- [Exercise objective]: Among the lines below, which ones contain the word "blue"? Copy every such line.

- [Listed records]:
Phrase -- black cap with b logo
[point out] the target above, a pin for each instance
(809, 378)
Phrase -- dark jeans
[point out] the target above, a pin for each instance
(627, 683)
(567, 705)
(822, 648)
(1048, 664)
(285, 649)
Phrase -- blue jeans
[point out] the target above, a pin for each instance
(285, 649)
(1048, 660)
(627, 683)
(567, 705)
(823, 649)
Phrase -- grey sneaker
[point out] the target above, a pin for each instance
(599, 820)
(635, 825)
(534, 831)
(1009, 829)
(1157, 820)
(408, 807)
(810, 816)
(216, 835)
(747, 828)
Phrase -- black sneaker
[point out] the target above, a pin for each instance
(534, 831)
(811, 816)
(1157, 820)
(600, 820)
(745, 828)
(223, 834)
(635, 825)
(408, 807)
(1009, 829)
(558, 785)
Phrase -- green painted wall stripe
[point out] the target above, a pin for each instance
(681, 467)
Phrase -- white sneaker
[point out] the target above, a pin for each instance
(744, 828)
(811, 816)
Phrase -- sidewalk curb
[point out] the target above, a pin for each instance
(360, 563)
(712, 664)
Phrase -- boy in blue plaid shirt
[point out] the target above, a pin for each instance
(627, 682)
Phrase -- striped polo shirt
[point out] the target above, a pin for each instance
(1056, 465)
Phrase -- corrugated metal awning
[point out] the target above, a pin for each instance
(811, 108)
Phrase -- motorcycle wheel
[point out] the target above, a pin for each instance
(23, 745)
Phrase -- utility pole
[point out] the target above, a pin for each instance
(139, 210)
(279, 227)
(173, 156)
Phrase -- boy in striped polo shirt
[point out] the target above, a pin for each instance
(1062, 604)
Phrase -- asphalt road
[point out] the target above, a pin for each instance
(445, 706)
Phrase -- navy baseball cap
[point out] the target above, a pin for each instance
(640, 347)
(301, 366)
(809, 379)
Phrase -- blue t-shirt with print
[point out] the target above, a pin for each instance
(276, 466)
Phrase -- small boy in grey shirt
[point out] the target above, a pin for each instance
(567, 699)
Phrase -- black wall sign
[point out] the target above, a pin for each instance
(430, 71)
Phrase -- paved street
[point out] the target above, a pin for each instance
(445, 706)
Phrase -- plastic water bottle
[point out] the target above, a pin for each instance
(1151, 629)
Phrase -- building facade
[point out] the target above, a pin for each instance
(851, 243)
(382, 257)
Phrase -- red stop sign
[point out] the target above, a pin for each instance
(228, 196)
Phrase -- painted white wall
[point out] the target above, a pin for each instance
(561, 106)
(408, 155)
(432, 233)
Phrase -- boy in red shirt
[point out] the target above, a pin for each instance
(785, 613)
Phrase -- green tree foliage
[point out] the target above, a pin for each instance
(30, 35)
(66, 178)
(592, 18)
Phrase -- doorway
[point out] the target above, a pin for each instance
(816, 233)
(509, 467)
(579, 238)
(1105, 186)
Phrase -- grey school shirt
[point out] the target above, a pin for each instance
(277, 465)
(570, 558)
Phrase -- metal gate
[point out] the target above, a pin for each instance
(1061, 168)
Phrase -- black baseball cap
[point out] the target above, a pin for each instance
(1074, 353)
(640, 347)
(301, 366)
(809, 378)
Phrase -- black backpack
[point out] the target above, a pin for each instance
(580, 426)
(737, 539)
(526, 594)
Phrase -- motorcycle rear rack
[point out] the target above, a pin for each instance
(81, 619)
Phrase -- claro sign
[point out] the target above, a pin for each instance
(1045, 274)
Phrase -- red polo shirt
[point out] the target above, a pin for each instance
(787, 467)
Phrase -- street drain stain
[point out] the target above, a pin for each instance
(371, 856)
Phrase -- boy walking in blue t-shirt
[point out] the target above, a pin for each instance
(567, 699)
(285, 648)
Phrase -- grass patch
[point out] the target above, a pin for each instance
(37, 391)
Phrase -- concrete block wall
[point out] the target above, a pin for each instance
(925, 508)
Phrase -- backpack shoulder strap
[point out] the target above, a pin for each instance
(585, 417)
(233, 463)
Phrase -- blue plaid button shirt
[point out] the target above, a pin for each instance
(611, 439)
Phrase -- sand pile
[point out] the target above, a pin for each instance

- [Solution below]:
Phrase -- blue jeans
Phrase -- boy in blue plaid shirt
Phrase -- blue t-shirt with print
Phrase -- boy walking in blue t-shirt
Phrase -- blue plaid button shirt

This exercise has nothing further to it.